─── DATA FOR THE TASK ───
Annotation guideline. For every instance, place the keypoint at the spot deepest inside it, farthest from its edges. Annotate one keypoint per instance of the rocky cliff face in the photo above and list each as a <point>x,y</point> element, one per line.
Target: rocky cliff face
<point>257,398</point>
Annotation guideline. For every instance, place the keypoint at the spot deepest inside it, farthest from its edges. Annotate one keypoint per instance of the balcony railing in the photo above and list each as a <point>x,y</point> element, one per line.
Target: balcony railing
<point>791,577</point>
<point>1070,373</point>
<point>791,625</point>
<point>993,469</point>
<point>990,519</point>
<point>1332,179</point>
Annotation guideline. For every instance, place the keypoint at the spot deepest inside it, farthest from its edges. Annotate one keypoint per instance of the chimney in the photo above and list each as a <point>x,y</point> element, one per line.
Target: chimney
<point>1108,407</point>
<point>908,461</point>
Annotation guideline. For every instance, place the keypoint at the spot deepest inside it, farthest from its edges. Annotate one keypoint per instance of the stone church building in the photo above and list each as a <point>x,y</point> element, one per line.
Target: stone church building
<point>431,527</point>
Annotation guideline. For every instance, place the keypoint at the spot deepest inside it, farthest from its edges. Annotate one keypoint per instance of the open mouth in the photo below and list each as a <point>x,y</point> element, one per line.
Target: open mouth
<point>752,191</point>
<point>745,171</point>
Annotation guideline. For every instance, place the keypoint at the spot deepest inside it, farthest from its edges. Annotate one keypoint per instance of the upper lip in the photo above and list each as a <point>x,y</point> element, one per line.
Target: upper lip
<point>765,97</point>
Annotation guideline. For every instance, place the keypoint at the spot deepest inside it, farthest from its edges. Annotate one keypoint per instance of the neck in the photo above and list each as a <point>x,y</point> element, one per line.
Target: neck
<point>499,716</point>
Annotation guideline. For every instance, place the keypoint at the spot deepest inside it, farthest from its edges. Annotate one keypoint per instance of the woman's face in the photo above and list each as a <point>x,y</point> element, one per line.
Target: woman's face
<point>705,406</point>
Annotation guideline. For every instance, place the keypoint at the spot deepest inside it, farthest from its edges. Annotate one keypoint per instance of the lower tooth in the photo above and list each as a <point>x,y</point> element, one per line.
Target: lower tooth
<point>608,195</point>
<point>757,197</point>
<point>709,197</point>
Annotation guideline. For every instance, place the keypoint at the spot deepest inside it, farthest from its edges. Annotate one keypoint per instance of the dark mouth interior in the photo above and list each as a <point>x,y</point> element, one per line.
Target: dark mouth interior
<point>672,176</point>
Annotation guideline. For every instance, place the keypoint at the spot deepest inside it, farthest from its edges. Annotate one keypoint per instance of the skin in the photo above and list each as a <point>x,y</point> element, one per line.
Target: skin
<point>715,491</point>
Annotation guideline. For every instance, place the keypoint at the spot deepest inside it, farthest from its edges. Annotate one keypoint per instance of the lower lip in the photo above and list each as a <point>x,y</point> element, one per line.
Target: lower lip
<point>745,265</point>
───
◆ **ACTIVITY**: For this exercise, restate each of the entries without any deviation.

◆ **TASK RESPONSE**:
Annotation guideline. For every instance, place the keypoint at the spot deepest inside it, farthest from its edges. Annotate one keypoint per instance of the rocky cliff face in the photo above and list each as a <point>x,y</point> element, one per line.
Target: rocky cliff face
<point>257,398</point>
Annotation guideline. For every instance, place the keypoint at the spot deepest inside it, farthest from its edges. Annotate one keypoint per instance of the balcony railing in the photo above and list each as a <point>x,y</point> element, one per line.
Target: balcony railing
<point>791,577</point>
<point>1070,373</point>
<point>791,625</point>
<point>993,469</point>
<point>990,519</point>
<point>1332,179</point>
Annotation guideline. For every instance, place the keypoint at the spot deepest inside it, farthest from its edges. Annotate one keypoint per instance of the chimney in the photo above and list each as a <point>x,y</point> element, one per line.
Target: chimney
<point>1108,407</point>
<point>908,461</point>
Annotation guideline. For every instance, place the keypoint at the spot deepest inside it, farthest from its edges. Annotate one keypoint per instance of the stone church building in the photo above and list each as a <point>x,y</point> element, one per line.
Target: stone church building
<point>431,527</point>
Annotation guideline. For every instance, place the keypoint at the spot deepest inside it, farthest from its edges. Annotate one keypoint per instance of the open mouth in the photo below and list each as a <point>x,y</point> element, one per line.
Target: open mouth
<point>752,191</point>
<point>745,171</point>
Annotation guideline. For every instance, place the keypoint at the spot deepest inside it, farthest from its edges. Annotate one keypoint per instance of the upper lip in the photo above and list each as a <point>x,y</point> element, one per line.
Target: upper lip
<point>765,97</point>
Annotation guideline. For every instance, place the keypoint at the spot deepest inside it, farthest from its edges. Annotate one keypoint per instance of the neck in the photo above and list each as a <point>x,y</point> element, one per line.
Target: neck
<point>499,716</point>
Annotation guideline. For every instance, place the keypoint at the spot deepest inside it, farthest from its edges. Annotate one keypoint per instance of the woman's face in the photo above and list each as a <point>x,y</point> element, one per line.
Target: woman's face
<point>705,406</point>
Annotation guideline. For every instance, place the keypoint at the spot deepest inside it, farthest from its edges. Annotate one keypoint per instance of the lower tooth in the photo above and list each as a <point>x,y</point> element, one per line.
Target: lower tooth
<point>608,195</point>
<point>757,197</point>
<point>709,197</point>
Annotation guideline. For every instance, place the keypoint at the spot deepest inside it, farthest from its edges. Annotate one keypoint per instance of the dark mouth interior in the photo above and list each as a <point>x,y</point> element, one per line.
Target: dark mouth interior
<point>672,176</point>
Annotation guideline. For every instance, place the keypoint at the spot deepest inside it, farthest from its edges. Annotate one keypoint per instance of the skin in the photo above and list each as a <point>x,y</point> element, one per line.
Target: skin
<point>715,491</point>
Annotation guideline. For every instance, place the keypoint at the spot deepest inside it, farthest from its edges. Annotate one keypoint per instance of the lower lip in the photo above and list each as a <point>x,y</point> element, one per line.
Target: lower lip
<point>745,265</point>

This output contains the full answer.